Convert every line of the records below into a numbered list, omitting any blank lines.

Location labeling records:
★ ★ ★ ★ ★

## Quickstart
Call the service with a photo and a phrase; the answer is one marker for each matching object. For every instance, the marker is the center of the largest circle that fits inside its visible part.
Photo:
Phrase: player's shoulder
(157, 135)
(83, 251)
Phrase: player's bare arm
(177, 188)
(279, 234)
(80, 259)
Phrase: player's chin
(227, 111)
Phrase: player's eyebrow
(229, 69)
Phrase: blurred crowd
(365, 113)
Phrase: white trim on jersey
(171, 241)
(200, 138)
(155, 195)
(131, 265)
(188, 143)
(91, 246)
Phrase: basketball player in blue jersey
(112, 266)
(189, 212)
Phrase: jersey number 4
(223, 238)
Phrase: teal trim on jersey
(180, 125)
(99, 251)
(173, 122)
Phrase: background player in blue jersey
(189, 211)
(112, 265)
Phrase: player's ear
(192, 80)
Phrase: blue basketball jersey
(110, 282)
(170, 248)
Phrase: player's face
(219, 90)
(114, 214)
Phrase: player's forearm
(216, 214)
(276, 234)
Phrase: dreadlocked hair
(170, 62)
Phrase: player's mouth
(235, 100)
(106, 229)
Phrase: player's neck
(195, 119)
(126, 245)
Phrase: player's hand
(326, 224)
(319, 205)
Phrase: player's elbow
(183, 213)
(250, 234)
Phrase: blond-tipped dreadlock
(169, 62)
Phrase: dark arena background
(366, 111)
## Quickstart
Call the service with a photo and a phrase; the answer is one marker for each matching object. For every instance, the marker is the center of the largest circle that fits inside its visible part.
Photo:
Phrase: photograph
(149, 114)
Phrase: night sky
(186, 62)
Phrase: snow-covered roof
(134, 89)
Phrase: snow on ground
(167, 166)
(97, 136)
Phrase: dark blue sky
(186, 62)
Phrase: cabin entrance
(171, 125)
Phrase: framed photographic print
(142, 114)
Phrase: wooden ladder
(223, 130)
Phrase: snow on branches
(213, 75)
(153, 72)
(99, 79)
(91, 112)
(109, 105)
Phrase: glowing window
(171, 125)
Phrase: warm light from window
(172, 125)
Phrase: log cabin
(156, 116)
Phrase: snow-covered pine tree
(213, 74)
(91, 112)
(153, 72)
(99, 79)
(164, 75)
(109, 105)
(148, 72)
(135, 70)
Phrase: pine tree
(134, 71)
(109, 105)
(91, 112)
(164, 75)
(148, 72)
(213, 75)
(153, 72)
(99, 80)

★ ★ ★ ★ ★

THE RESPONSE -
1. ## Quickstart
2. Call the service with a photo and a phrase; the answer is one marker for each matching object. For every instance, the marker is the center of the largest circle that fits inside its visible part.
3. Photo:
4. Phrase: player's shoulder
5. (157, 135)
6. (83, 251)
7. Phrase: player's bare arm
8. (177, 188)
9. (279, 234)
10. (80, 259)
11. Phrase: player's chin
12. (227, 111)
13. Phrase: player's eyebrow
14. (229, 69)
15. Phrase: blurred crowd
16. (365, 113)
17. Phrase: white trim on jersey
18. (171, 241)
19. (200, 138)
20. (155, 195)
21. (131, 265)
22. (188, 143)
23. (91, 246)
24. Phrase: basketball player in blue jersey
25. (112, 266)
26. (189, 212)
27. Phrase: jersey number 4
28. (223, 238)
29. Phrase: teal trim on jersey
30. (180, 125)
31. (99, 251)
32. (173, 122)
33. Phrase: background player in blue jersey
34. (189, 211)
35. (112, 265)
36. Phrase: player's ear
37. (192, 80)
38. Phrase: blue basketball jersey
39. (110, 282)
40. (170, 248)
41. Phrase: player's face
42. (219, 90)
43. (114, 214)
44. Phrase: player's forearm
45. (216, 214)
46. (276, 234)
47. Phrase: dreadlocked hair
48. (170, 62)
49. Phrase: player's mouth
50. (235, 100)
51. (106, 229)
52. Phrase: player's neck
53. (195, 119)
54. (126, 245)
55. Phrase: player's hand
56. (326, 224)
57. (319, 205)
58. Phrase: player's elbow
59. (183, 213)
60. (250, 234)
61. Phrase: blond-tipped dreadlock
62. (169, 62)
63. Phrase: dark arena background
64. (366, 111)
65. ## Quickstart
66. Call the service with a photo and a phrase; the answer is one marker for each matching object. For every instance, the marker is the center of the largest circle that fits inside its visible part.
67. Photo:
68. Phrase: photograph
69. (149, 114)
70. Phrase: night sky
71. (186, 62)
72. Phrase: snow-covered roof
73. (134, 89)
74. Phrase: snow on ground
75. (167, 166)
76. (97, 136)
77. Phrase: dark blue sky
78. (186, 62)
79. Phrase: cabin entrance
80. (171, 125)
81. Phrase: framed photographic print
82. (142, 114)
83. Phrase: wooden ladder
84. (223, 130)
85. Phrase: snow on branches
86. (213, 75)
87. (153, 72)
88. (99, 79)
89. (91, 112)
90. (109, 105)
91. Phrase: glowing window
92. (171, 125)
93. Phrase: warm light from window
94. (172, 125)
95. Phrase: log cabin
96. (156, 116)
97. Phrase: snow-covered pine tree
98. (213, 74)
99. (91, 112)
100. (153, 72)
101. (99, 79)
102. (164, 75)
103. (109, 105)
104. (148, 72)
105. (135, 70)
106. Phrase: pine tree
107. (134, 71)
108. (109, 105)
109. (91, 112)
110. (164, 75)
111. (148, 72)
112. (213, 75)
113. (153, 72)
114. (99, 80)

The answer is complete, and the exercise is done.